▶ _What is required_:
In this exercise, return each entry exactly as given.
--- Listed records ---
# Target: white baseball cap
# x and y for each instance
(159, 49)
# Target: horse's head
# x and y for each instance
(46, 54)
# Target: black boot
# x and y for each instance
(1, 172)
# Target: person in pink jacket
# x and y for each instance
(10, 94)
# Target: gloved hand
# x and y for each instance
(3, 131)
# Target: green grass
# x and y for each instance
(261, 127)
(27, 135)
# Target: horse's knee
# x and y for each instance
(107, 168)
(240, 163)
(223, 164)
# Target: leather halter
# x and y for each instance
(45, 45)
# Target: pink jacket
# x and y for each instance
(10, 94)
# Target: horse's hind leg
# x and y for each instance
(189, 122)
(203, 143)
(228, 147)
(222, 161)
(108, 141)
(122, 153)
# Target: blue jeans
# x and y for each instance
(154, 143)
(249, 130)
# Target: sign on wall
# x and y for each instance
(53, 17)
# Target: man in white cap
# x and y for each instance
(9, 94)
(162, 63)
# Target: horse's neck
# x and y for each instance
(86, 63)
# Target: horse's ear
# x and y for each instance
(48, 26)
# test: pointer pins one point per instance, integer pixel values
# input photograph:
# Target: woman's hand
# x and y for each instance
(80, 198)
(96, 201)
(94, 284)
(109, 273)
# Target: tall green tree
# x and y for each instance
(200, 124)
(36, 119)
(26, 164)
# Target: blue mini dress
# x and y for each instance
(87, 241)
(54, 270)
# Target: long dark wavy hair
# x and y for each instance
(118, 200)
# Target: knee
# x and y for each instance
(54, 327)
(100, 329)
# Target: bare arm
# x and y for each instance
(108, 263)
---
▶ _Finished task_:
# Target: white baseball cap
# x and y for each instance
(159, 49)
# Target: horse's head
# x and y for each instance
(46, 54)
# Target: black boot
# x and y for each instance
(1, 172)
# Target: person in pink jacket
# x and y for each instance
(10, 94)
# Target: gloved hand
# x and y for each instance
(3, 131)
# Target: green grass
# x and y for each instance
(261, 127)
(27, 135)
# Target: horse's knee
# x and y for each instance
(107, 168)
(240, 163)
(223, 164)
# Target: leather halter
# x and y for each instance
(45, 45)
# Target: pink jacket
# x and y for each instance
(10, 94)
# Target: horse's hind leg
# x and y for each instance
(189, 122)
(203, 143)
(228, 147)
(222, 161)
(108, 141)
(122, 153)
# Target: blue jeans
# x and y for each instance
(154, 143)
(249, 130)
# Target: sign on wall
# x and y for each instance
(53, 17)
# Target: man in white cap
# x and y for each instance
(9, 94)
(162, 63)
# Target: horse's neck
# x and y for each instance
(86, 63)
# Target: horse's ear
# x and y for each instance
(48, 26)
# test: pointer pins one point per instance, integer pixel values
# input photograph:
# Target: woman's hand
# x and y for each instance
(80, 198)
(96, 201)
(94, 284)
(109, 273)
# Target: tall green tree
# x and y for each instance
(200, 124)
(36, 119)
(26, 164)
# Target: blue mini dress
# x and y for each instance
(87, 241)
(54, 270)
# Target: long dark wavy hair
# x and y for each instance
(118, 200)
# Target: knee
# x and y for each instance
(54, 327)
(100, 329)
# Target: bare arm
# x and y for each instance
(108, 263)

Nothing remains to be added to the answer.